Locate the line that contains "For each instance of the wooden building", then copy it and all later lines of the data below exactly, through the last one.

(Pointing records)

━━━━━━━━━━━━━━━━

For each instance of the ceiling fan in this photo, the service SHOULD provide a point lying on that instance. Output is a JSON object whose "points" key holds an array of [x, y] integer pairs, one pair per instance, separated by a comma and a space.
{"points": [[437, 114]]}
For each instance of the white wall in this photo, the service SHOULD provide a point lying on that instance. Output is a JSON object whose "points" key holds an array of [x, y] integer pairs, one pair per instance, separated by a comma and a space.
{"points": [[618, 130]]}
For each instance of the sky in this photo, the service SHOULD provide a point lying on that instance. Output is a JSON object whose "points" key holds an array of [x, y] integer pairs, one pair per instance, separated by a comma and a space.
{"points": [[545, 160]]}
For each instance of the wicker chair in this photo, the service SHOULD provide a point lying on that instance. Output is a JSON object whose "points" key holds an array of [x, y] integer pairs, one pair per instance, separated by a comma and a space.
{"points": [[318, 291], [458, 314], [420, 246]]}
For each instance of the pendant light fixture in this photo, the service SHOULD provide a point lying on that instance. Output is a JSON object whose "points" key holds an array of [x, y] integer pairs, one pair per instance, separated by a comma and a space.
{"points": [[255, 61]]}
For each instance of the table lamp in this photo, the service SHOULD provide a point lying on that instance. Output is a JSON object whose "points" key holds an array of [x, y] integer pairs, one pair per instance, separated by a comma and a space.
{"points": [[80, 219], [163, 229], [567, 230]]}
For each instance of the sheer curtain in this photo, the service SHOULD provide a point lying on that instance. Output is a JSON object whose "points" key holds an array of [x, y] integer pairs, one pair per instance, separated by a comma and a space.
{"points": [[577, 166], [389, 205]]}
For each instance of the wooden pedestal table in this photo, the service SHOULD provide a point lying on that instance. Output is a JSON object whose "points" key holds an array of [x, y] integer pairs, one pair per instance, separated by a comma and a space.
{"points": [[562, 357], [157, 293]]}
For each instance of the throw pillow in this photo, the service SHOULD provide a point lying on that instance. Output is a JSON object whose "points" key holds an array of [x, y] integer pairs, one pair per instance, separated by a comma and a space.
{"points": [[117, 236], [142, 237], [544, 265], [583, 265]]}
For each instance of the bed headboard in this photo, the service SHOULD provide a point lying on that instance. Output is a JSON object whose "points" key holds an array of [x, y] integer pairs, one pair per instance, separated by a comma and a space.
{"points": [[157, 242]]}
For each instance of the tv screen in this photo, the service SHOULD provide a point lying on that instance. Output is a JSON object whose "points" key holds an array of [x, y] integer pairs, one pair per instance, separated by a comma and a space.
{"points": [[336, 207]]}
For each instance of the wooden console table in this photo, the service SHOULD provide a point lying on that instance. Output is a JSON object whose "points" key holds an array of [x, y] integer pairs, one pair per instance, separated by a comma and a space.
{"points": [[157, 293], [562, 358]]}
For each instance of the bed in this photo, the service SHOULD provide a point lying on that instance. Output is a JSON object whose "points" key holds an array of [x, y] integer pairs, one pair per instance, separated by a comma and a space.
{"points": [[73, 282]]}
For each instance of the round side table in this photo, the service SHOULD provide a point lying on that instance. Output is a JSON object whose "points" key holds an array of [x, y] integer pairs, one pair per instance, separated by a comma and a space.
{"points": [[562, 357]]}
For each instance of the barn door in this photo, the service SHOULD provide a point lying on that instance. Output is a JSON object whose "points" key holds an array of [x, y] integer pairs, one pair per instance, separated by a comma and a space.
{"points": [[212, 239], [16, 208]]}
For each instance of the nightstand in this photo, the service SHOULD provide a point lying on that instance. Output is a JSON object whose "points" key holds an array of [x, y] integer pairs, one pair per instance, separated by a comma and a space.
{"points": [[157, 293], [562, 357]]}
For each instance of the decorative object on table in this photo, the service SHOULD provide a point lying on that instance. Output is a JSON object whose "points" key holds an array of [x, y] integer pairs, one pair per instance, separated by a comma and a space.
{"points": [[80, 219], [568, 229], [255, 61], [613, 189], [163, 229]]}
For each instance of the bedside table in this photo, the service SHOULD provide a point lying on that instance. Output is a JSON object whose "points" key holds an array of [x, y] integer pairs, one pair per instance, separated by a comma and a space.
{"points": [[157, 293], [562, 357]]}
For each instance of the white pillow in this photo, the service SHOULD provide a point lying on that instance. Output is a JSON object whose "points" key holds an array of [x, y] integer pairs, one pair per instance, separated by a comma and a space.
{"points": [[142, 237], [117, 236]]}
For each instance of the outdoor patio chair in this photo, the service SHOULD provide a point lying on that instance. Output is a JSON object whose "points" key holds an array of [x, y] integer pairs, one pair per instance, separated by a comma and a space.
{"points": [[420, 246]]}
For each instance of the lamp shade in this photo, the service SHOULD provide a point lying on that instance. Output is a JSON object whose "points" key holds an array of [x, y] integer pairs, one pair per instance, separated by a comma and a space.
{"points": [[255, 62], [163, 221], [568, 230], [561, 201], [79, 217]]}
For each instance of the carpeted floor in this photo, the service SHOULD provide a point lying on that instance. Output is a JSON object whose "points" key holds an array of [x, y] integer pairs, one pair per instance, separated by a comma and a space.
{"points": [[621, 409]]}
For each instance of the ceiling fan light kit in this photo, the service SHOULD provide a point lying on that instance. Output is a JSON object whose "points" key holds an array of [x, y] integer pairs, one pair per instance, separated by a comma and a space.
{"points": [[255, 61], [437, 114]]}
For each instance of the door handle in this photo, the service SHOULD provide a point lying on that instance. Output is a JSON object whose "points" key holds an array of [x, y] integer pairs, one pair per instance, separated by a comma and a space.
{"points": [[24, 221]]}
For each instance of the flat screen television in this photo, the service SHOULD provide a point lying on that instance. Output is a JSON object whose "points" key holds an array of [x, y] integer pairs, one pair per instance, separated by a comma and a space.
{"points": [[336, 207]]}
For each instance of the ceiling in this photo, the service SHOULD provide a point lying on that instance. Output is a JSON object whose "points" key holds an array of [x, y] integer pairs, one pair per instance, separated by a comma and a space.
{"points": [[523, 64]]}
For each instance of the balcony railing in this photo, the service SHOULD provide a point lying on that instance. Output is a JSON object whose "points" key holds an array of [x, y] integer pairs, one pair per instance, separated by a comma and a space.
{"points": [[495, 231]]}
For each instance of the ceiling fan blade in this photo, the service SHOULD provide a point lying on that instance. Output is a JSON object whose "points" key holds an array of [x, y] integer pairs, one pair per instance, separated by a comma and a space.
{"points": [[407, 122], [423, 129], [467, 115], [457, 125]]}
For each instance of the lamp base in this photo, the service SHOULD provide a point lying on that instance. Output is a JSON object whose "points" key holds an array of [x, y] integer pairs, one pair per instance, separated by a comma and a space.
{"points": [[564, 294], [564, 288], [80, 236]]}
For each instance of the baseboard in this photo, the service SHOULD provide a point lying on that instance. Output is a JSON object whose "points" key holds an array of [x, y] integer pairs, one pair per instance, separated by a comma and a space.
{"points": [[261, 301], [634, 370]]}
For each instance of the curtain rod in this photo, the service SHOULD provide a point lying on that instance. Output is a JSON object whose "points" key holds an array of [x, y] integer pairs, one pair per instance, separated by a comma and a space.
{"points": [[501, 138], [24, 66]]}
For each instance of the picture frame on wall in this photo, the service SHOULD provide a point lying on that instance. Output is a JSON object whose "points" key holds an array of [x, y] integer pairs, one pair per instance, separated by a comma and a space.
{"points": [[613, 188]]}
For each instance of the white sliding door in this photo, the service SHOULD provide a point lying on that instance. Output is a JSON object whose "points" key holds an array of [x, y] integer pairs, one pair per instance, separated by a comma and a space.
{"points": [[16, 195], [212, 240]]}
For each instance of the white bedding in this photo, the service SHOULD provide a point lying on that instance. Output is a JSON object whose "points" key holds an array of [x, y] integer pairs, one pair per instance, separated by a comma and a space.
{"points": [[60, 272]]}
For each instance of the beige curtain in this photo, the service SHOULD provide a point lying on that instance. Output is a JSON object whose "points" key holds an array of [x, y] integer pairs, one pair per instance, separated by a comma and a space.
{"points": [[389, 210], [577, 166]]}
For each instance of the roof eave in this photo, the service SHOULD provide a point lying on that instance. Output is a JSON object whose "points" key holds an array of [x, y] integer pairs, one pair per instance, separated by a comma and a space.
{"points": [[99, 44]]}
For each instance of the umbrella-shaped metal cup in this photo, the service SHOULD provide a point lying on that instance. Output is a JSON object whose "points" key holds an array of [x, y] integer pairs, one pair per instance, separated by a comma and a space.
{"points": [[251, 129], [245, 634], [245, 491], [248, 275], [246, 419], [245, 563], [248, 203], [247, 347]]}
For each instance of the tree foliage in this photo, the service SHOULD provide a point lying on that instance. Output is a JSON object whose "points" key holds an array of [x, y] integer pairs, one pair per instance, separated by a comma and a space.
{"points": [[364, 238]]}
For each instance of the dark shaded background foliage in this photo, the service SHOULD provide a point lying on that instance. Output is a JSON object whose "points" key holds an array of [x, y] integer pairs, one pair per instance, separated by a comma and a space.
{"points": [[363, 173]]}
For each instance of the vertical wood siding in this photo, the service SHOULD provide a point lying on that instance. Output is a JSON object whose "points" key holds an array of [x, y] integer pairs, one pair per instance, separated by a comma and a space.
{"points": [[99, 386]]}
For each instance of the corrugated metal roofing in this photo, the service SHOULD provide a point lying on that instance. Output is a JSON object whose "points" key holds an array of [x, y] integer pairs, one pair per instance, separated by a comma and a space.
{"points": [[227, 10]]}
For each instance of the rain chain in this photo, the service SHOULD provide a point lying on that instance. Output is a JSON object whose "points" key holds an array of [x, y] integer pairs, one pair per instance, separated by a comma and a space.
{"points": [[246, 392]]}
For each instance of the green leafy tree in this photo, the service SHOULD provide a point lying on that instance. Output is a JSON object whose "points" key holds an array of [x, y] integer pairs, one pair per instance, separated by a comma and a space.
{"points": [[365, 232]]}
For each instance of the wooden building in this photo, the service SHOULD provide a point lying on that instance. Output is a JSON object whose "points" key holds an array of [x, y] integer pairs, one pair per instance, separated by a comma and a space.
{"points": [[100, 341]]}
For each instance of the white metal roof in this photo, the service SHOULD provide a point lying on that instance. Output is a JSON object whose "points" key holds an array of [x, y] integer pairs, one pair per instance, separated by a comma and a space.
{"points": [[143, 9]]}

━━━━━━━━━━━━━━━━

• **Written response**:
For each instance of the wooden building in this photo, the service SHOULD provide a point lying on that instance. Output is a JSON object whose "points" key holds an array of [x, y] integer pairs, one pair per instance, separated by a comma and a space.
{"points": [[100, 341]]}
For each instance of the white metal roof in this photo, the service SHOULD provide a point lying on that instance. Output is a JSON object whose "points" key holds an array of [x, y] integer pairs, one pair per instance, separated by a comma and a space.
{"points": [[143, 9]]}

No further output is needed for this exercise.